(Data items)

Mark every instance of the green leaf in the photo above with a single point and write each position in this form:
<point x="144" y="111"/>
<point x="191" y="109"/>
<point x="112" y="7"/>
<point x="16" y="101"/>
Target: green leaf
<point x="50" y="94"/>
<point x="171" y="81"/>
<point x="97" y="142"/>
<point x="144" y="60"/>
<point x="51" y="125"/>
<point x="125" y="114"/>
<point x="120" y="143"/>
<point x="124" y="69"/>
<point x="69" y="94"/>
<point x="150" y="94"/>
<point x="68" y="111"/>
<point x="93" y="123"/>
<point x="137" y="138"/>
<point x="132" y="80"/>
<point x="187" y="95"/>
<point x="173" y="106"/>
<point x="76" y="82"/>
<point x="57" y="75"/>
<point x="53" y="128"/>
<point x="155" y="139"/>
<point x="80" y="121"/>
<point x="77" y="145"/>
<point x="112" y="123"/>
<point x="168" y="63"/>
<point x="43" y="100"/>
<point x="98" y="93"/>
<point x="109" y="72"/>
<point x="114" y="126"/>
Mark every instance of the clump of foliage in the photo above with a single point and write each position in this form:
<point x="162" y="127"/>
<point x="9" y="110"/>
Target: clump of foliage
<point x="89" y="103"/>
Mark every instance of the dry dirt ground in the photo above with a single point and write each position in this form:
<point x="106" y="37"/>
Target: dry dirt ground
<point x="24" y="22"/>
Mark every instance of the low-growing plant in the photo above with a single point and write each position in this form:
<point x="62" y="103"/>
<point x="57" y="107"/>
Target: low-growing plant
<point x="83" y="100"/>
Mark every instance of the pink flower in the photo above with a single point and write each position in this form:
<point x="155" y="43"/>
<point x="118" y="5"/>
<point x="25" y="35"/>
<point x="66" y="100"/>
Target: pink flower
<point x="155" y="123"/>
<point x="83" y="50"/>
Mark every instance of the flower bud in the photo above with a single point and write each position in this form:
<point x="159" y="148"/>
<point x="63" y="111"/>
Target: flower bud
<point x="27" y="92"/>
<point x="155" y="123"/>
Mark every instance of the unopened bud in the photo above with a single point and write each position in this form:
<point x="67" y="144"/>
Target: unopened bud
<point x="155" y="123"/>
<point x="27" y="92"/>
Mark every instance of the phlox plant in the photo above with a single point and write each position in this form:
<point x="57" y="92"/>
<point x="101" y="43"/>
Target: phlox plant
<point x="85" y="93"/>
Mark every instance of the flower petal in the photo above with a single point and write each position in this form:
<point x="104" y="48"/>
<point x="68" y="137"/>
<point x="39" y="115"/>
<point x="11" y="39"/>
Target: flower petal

TASK ITEM →
Your answer must be a copy of every line in the data above that holds the string "petal".

WRITTEN RESPONSE →
Mark every instance of the flower petal in the photo above with a single point and write each position in this form:
Target: flower petal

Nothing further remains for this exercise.